(Point placement records)
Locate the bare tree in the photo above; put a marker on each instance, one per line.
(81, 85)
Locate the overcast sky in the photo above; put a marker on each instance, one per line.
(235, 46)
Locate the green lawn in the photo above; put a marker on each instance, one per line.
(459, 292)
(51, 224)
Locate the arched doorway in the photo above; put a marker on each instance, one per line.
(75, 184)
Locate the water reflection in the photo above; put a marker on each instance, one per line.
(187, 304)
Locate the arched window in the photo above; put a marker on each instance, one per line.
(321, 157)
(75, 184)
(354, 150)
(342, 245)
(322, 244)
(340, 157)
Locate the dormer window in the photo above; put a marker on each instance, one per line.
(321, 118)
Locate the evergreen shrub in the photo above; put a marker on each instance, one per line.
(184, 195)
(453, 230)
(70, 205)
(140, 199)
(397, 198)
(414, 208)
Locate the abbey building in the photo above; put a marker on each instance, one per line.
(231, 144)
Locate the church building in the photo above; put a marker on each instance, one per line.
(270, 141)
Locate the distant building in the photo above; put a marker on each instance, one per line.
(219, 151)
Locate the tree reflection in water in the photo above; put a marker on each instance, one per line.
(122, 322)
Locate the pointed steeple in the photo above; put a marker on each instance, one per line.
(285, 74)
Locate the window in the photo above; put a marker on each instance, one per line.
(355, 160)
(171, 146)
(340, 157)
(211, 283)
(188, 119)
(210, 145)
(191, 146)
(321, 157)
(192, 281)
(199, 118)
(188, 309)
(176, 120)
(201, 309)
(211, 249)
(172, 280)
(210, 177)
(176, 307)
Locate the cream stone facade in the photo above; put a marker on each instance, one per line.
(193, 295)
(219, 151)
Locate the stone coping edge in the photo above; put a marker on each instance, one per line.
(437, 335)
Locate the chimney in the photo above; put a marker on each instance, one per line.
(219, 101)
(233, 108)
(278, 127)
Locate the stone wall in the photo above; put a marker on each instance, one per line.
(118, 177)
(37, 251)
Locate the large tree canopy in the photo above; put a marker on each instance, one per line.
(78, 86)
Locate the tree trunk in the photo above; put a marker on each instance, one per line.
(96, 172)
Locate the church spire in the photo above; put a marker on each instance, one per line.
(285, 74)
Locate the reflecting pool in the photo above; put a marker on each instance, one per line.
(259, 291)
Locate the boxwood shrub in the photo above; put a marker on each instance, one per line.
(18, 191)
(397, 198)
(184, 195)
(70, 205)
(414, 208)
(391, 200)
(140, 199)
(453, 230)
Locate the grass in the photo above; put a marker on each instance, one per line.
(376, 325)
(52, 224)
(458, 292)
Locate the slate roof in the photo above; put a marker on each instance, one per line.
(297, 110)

» Brief
Extract the listing in its entirety, matching it exactly.

» Task response
Locate the bare tree in the photo above; put a marker on each instance, one per line.
(81, 85)
Locate the overcast sky in the photo above; put a marker on each instance, one per line.
(235, 46)
Locate the green lawn in the photo above; put a marker on each instance, one per line.
(459, 292)
(51, 224)
Locate the arched doorway in the photo above; put a marker on each instance, one per line.
(75, 184)
Locate the water reflection in the photo above; put a marker on each instance, one per line.
(187, 304)
Locate the arched window in the photo above; put a marker on each instance, one per line.
(321, 157)
(75, 184)
(354, 150)
(342, 245)
(322, 244)
(340, 157)
Locate the dormer window in the photo above; put a marker on each instance, one per line.
(321, 118)
Locate the evergreen shrub in the photo above; put a marker on each instance, one per line.
(184, 195)
(453, 230)
(70, 205)
(140, 199)
(397, 198)
(414, 208)
Locate the abbey building in the photo above; put a marker on each instance, one per line.
(231, 144)
Locate the church building in the photo above; put a marker on each instance, one per line.
(270, 141)
Locate the distant building in the photo above; put a marker on each instance, one per line.
(219, 151)
Locate the tree reflection in water in the photo above; put a marker on each instance, one per line.
(122, 322)
Locate the pointed steeple in the photo above; put a marker on each instance, one per line.
(285, 74)
Locate the window in the photo above; put a marker on each instance, one per line.
(355, 160)
(171, 146)
(340, 157)
(211, 283)
(188, 119)
(210, 145)
(191, 146)
(321, 157)
(192, 281)
(199, 118)
(188, 309)
(176, 120)
(201, 309)
(211, 249)
(172, 280)
(210, 177)
(176, 307)
Locate the cream stone facade in the photo above; put a marker on each instance, one per line.
(193, 295)
(219, 151)
Locate the stone coping edge in the photo above; put a marker on each instance, one per line.
(437, 335)
Locate the chimney in the photo above; put a marker on each instance, one per line.
(219, 101)
(233, 108)
(278, 127)
Locate the stone wall in the photo above; put a marker on each instance, one per line.
(118, 177)
(37, 251)
Locate the large tree canopy in the photo above; put a marker on each instance, one per line.
(78, 86)
Locate the tree trunk in the photo above; put a marker on each instance, one per line.
(96, 172)
Locate the church spire in the photo above; put a marker on each instance, one per line.
(285, 74)
Locate the reflecting pool in the photo above; put a marker on each instance, one per line.
(259, 291)
Locate the boxwood shrub in the photo above; put a marker on each instance, one per line.
(18, 191)
(397, 198)
(184, 195)
(70, 205)
(414, 208)
(391, 200)
(140, 199)
(453, 230)
Locate the grass in the photo above; put a marker on each instance, one per line.
(376, 325)
(52, 224)
(458, 292)
Locate the slate roof in the photo above; put a marker on each instance, one per line.
(297, 110)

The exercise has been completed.